Render the listing below as a Markdown table with two columns, Row (a running number) and Line (the line itself), and skip any blank lines. Leave the pictures out of the table.
● ● ●
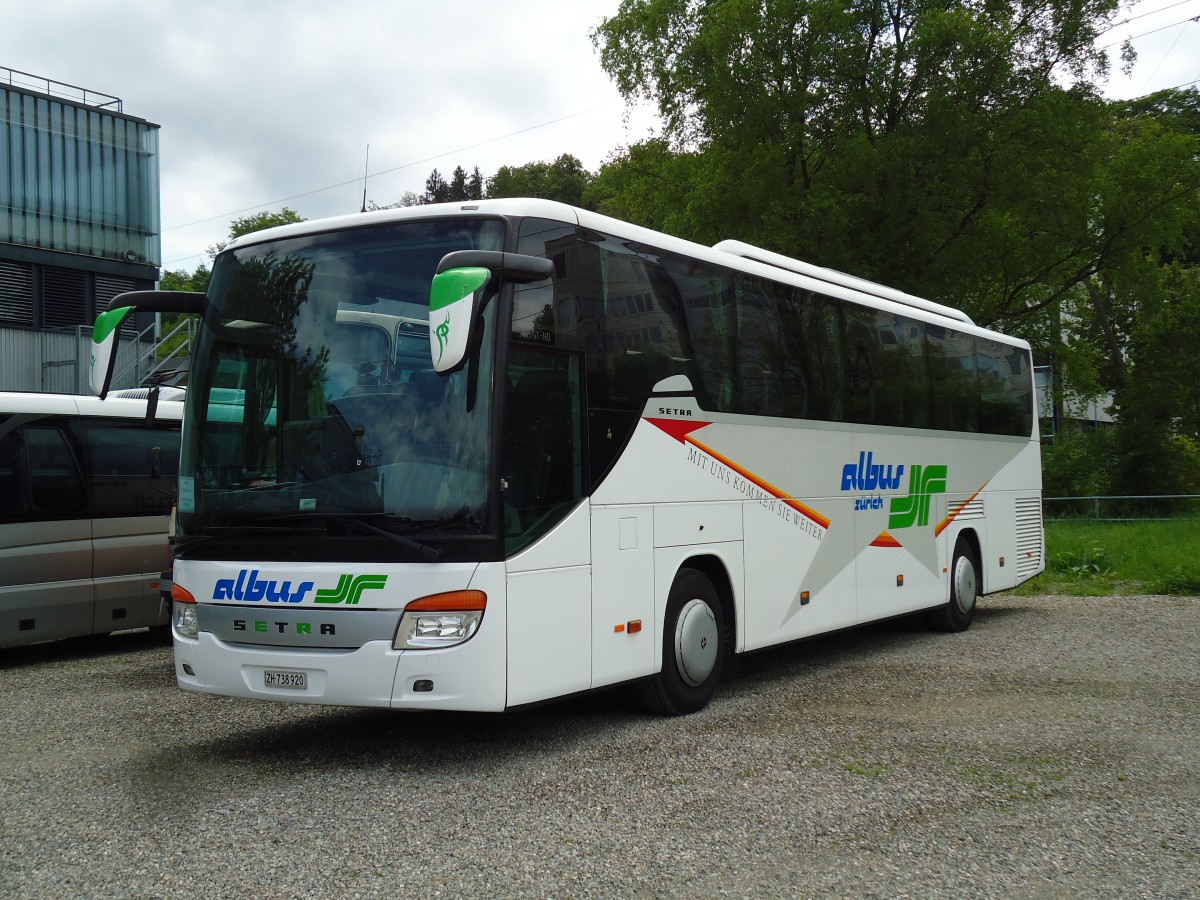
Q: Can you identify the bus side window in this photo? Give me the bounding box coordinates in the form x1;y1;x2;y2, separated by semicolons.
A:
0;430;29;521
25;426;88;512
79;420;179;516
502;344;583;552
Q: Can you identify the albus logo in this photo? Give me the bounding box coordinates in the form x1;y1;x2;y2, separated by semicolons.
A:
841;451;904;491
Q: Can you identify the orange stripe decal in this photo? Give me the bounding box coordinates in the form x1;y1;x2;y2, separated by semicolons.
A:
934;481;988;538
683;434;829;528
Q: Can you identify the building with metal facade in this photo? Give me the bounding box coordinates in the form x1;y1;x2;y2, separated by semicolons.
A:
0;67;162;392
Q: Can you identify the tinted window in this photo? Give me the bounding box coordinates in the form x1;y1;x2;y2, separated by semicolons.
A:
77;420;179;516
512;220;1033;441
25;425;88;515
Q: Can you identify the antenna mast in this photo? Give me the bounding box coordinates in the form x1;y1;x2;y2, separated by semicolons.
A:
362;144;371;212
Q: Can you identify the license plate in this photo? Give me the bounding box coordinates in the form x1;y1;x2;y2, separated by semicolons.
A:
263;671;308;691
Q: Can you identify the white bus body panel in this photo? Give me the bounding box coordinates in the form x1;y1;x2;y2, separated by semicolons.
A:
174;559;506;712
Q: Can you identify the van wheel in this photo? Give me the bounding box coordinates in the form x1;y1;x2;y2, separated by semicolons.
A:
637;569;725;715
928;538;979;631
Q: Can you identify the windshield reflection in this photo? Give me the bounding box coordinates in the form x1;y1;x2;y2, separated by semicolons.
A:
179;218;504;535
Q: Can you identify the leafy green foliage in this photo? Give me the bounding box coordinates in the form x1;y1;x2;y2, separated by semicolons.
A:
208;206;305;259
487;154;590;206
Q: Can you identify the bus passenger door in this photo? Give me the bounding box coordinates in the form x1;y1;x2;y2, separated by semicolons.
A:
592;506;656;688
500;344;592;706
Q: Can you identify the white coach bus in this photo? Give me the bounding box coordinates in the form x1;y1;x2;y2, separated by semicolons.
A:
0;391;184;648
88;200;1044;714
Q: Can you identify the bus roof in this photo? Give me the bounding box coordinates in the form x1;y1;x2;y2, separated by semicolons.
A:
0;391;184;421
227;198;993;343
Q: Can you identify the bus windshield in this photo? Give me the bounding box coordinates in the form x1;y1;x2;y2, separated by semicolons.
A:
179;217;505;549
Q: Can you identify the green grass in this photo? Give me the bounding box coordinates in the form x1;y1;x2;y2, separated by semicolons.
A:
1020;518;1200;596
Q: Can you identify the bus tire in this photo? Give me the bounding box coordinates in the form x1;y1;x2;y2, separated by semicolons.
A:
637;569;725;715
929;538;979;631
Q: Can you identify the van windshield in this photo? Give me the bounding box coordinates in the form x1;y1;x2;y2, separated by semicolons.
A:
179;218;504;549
● ● ●
• Exercise response:
| Row | Line |
|---|---|
| 1 | Q: Can you identify the bus side window in this photo? Give me the bounding box coordinates in the form x1;y1;x2;y2, separated by semicolons. |
| 2 | A: |
| 3 | 0;430;29;521 |
| 4 | 25;426;88;512 |
| 5 | 79;420;179;516 |
| 6 | 502;344;583;552 |
| 7 | Q: Can you identify the albus logo in this photo? Give me the bounding box coordinates in the form x1;y1;x2;y2, separated by semicolons. |
| 8 | A: |
| 9 | 841;451;904;491 |
| 10 | Q: Can you identify the orange stripe decal in this photo? Give me the bounding box coordinates in the form x1;y1;x2;y2, separated by semicolons. |
| 11 | A: |
| 12 | 934;481;988;538 |
| 13 | 683;434;829;528 |
| 14 | Q: Can you identify the building with metal facade in this photo? Give me the bounding box coordinates in the form x1;y1;x2;y2, separated by semicolons. |
| 15 | A: |
| 16 | 0;67;162;392 |
| 17 | Q: Can you identify the tinted window in this photo? Give me the bounding box coordinates in the form x1;y1;x2;y2, separated by semicolons. |
| 18 | A: |
| 19 | 77;420;179;516 |
| 20 | 512;220;1033;441 |
| 21 | 25;425;88;515 |
| 22 | Q: Can you identify the antenna mast in this photo? Give me the bounding box coordinates in the form x1;y1;x2;y2, separated by semicolons. |
| 23 | A: |
| 24 | 362;144;371;212 |
| 25 | Q: Can you identify the license plate in this photo? Give me the bounding box coordinates in the form x1;y1;x2;y2, separated by semicolons. |
| 26 | A: |
| 27 | 263;671;308;691 |
| 28 | Q: Can you identify the white bus body panel in this photo? Give me the bounding box coordinates in the form x1;y1;x2;y2, separated by semicolons. |
| 29 | A: |
| 30 | 174;559;506;712 |
| 31 | Q: Can you identify the van wheel in this photo? Give me the bounding box coordinates in the form x1;y1;x2;y2, separated by semicolons. |
| 32 | A: |
| 33 | 637;569;725;715 |
| 34 | 928;538;979;631 |
| 35 | Q: Can you identify the windshield reflection in this photo? Give me the bounding box coordinates in the form x1;y1;x2;y2, separated by semicolons. |
| 36 | A: |
| 37 | 179;218;504;535 |
| 38 | Q: Can you identify the leafy green foliage in this photo? Give me the bounding box coordinates in the form x1;y1;x2;y2, separated by semicolons. |
| 39 | A: |
| 40 | 208;206;305;259 |
| 41 | 487;154;590;206 |
| 42 | Q: Can you identify the bus passenger door in this photo? Give me the bounding box coordinates in the form x1;y1;x2;y2, separated by semicolons. |
| 43 | A: |
| 44 | 592;506;656;688 |
| 45 | 500;344;592;706 |
| 46 | Q: Can you identify the white coach bus in this photo? Give me the bounding box coordinates in the form x1;y1;x2;y2, separated by semicolons. |
| 47 | A: |
| 48 | 0;391;184;648 |
| 49 | 88;200;1044;714 |
| 50 | Q: Can you identify the bus roof in this photo? Give me the bounding box coordinates in the form x1;y1;x2;y2, separated by semicolons. |
| 51 | A: |
| 52 | 0;391;184;421 |
| 53 | 227;198;993;343 |
| 54 | Q: Can you identify the bus windshield in this photo? Give me the bounding box coordinates in the form x1;y1;x2;y2, separated by semicolons. |
| 55 | A: |
| 56 | 179;217;505;549 |
| 57 | Q: Can you identify the green grass in this photo? Give me the bounding box coordinates in the form x1;y1;x2;y2, separated by semicolons. |
| 58 | A: |
| 59 | 1020;518;1200;596 |
| 60 | Q: Can you identify the bus tire in this photo? Give me the bounding box coordinates in the form x1;y1;x2;y2, separated by semicolons. |
| 61 | A: |
| 62 | 637;569;725;715 |
| 63 | 929;538;979;631 |
| 64 | Q: Can you identify the van windshield in this photo? Give me the bounding box coordinates in the form x1;y1;x2;y2, separated by semicolons. |
| 65 | A: |
| 66 | 179;218;504;549 |